▶ Problem details
Turn the part of the entries that opens with the line containing "Expected: for every instance of the blue" and closes with the line containing "[[247, 463], [325, 391], [677, 343]]" into a numbered list, including both of those lines and leaving out any blank lines.

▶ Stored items
↓
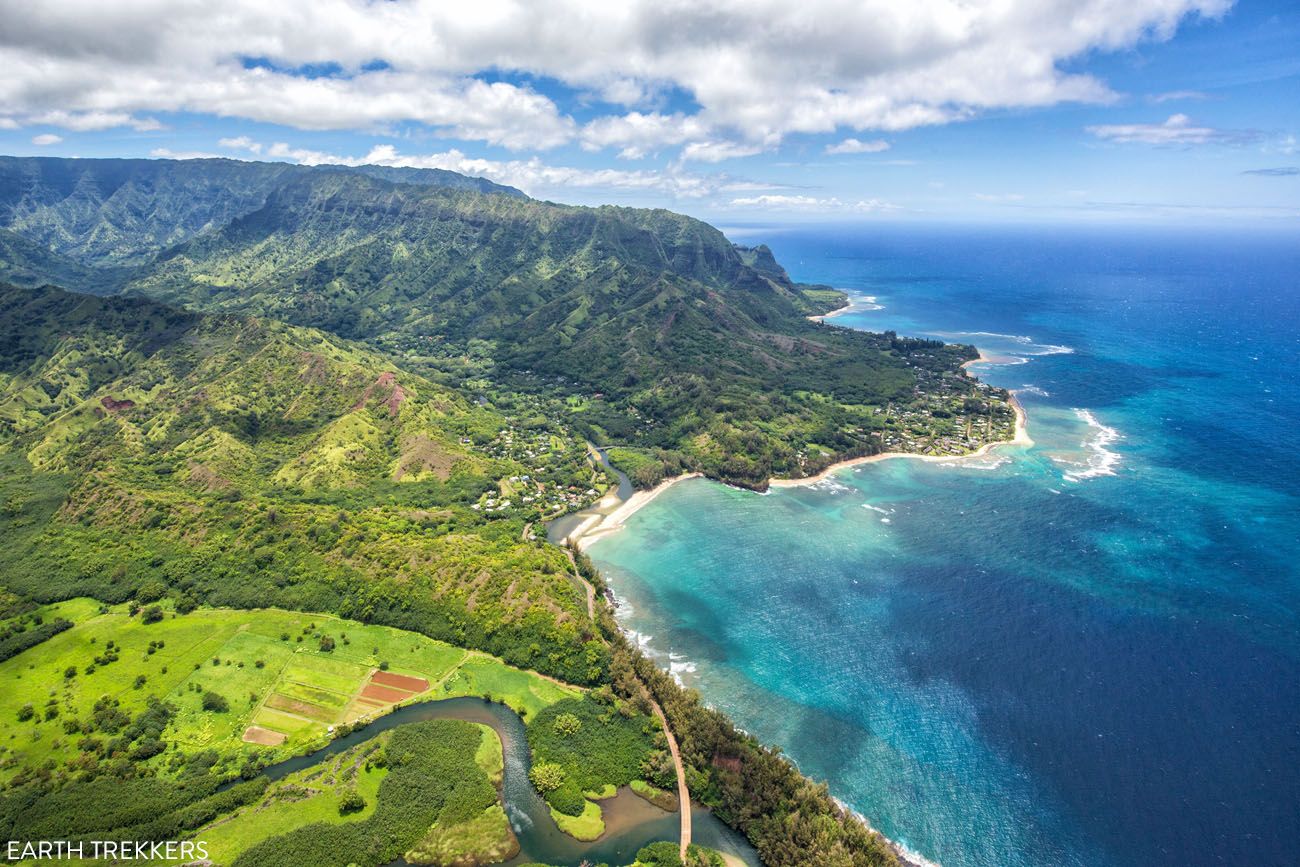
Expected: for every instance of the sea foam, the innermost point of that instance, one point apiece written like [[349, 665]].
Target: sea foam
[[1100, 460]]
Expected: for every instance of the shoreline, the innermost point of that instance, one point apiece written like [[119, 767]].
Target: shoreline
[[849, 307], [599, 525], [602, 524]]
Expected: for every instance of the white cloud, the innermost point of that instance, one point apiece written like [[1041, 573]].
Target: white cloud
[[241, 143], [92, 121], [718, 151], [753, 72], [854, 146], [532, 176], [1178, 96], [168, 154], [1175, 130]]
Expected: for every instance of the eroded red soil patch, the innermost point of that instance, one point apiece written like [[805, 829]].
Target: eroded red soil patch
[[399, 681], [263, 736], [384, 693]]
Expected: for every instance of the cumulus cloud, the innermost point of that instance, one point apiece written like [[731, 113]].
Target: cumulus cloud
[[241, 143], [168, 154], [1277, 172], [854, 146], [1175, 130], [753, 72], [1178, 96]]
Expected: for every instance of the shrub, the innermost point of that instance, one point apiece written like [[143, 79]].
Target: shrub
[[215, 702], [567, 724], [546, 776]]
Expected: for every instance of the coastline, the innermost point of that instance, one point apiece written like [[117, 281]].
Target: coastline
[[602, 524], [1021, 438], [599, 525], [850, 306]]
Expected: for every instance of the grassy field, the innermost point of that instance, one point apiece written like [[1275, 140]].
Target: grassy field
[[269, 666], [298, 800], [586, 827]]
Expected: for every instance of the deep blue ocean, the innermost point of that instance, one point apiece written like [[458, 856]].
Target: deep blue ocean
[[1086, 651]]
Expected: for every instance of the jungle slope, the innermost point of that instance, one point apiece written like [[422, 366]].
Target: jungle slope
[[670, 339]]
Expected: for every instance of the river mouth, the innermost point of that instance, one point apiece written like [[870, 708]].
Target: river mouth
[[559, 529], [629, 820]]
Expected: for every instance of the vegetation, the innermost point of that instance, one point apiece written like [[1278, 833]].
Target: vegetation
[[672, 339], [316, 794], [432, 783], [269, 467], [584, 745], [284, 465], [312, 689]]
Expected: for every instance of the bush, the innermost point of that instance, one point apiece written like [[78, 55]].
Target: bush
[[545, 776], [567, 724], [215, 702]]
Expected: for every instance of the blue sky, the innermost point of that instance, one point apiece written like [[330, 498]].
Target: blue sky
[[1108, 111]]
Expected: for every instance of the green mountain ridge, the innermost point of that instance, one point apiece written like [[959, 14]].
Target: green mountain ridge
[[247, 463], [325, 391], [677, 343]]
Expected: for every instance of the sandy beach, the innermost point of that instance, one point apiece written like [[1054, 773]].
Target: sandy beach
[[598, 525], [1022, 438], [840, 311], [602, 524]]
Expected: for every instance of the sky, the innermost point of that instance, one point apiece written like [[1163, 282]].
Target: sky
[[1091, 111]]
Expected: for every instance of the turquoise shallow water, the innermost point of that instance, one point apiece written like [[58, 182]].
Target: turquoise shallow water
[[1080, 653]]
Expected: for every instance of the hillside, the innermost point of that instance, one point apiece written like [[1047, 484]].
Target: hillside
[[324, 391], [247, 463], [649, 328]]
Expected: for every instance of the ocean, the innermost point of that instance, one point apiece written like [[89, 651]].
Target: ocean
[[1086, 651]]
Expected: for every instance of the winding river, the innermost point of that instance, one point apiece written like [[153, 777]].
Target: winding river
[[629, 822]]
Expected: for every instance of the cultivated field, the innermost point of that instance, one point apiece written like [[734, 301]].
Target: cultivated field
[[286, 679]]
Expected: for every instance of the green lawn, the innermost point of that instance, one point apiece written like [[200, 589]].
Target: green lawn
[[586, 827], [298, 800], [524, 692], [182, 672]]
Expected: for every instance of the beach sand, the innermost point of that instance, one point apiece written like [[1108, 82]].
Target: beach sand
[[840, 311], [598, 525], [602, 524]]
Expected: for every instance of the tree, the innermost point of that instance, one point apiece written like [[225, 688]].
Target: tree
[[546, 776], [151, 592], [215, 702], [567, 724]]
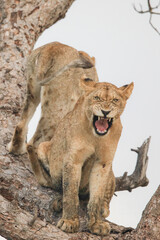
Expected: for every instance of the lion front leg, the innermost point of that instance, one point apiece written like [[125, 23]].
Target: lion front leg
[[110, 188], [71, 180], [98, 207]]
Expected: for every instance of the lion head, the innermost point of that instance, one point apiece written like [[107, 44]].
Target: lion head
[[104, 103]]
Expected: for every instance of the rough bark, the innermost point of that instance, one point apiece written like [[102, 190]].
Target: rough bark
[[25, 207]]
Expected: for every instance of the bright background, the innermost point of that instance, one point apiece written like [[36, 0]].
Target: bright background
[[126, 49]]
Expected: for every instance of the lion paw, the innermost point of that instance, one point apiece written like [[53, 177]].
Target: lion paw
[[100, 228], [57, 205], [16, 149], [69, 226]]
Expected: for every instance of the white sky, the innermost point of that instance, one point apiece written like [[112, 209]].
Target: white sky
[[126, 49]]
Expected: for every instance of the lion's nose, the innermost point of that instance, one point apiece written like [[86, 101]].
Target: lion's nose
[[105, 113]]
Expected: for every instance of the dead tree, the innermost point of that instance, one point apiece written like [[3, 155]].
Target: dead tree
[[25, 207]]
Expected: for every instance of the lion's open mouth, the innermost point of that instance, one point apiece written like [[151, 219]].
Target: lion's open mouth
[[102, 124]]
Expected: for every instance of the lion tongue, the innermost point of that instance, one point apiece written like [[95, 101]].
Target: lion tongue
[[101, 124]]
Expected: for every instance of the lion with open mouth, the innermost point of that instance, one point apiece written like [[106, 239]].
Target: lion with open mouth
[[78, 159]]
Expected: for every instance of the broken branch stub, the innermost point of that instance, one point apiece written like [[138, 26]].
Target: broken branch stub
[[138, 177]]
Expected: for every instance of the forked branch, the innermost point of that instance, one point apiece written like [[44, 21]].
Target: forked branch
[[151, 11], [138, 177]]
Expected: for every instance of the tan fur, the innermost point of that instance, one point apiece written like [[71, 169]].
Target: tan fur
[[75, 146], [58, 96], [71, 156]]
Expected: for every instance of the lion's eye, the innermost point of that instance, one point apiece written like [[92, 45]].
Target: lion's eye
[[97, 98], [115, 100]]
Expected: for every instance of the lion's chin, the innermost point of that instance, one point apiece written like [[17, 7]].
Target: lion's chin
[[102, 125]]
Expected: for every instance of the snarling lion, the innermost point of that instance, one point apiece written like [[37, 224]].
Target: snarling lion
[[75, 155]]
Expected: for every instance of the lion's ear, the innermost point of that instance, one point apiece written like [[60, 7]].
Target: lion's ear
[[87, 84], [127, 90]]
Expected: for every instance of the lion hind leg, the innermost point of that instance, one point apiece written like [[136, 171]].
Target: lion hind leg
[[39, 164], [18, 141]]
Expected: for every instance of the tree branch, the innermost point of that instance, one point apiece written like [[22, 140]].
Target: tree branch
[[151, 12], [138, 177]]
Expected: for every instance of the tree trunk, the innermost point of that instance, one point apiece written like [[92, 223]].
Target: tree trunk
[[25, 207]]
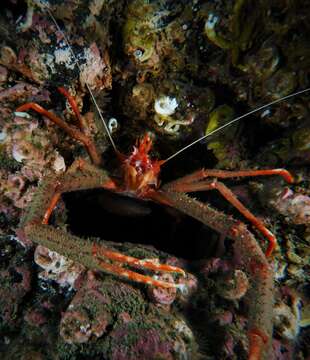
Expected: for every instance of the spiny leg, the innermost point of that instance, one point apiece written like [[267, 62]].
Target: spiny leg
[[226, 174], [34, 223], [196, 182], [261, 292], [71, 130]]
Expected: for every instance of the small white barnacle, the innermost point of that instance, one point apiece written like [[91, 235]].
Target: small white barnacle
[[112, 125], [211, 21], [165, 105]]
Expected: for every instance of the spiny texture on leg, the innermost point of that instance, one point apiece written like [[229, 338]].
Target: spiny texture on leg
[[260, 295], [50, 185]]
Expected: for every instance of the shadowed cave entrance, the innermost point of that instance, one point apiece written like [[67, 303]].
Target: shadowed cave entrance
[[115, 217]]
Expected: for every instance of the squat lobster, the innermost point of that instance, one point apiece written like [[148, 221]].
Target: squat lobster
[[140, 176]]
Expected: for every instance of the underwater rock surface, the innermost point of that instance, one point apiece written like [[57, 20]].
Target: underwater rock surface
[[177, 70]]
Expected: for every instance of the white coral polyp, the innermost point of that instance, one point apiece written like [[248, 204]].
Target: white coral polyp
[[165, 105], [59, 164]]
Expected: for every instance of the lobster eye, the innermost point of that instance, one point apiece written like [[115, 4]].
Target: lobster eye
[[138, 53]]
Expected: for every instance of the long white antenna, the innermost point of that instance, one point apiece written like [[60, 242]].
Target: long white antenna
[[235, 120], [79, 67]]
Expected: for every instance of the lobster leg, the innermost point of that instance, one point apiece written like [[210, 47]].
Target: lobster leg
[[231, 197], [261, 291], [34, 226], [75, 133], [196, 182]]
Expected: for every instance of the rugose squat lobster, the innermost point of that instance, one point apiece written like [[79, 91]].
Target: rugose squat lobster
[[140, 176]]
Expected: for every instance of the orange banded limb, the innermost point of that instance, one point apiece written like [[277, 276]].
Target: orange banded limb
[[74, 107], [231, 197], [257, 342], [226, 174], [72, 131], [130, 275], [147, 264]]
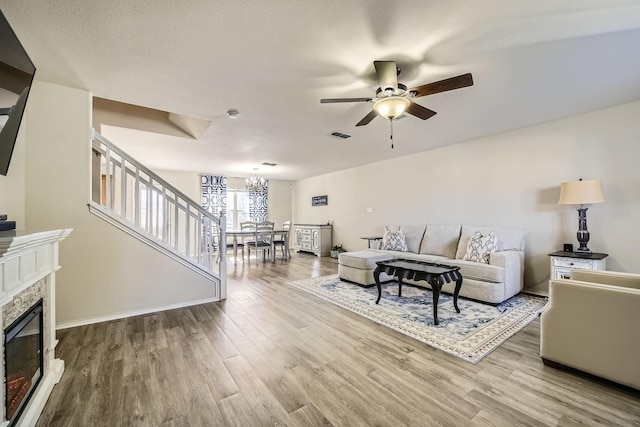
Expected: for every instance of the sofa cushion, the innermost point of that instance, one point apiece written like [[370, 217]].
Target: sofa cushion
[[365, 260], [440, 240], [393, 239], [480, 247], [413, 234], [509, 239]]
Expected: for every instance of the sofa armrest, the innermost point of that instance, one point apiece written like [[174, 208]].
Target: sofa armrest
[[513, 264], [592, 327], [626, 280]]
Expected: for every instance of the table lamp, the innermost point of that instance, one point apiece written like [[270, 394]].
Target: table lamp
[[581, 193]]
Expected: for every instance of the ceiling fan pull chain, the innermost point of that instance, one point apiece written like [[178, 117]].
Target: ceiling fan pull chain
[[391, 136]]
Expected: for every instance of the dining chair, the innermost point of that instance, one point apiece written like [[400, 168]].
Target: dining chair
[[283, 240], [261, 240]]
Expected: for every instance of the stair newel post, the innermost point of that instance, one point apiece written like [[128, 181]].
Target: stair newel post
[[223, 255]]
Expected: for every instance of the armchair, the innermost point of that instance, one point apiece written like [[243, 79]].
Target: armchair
↑
▶ Reply
1. Expected: for every instance of the blue sky, the innermost point of that instance, one point apiece written like [[330, 498]].
2. Target: blue sky
3. [[1108, 111]]
4. Expected: for every instance of the green mountain ridge, the innermost point of that instance, one point apiece written like [[959, 14]].
5. Target: green mountain ridge
6. [[247, 463], [325, 391], [677, 343]]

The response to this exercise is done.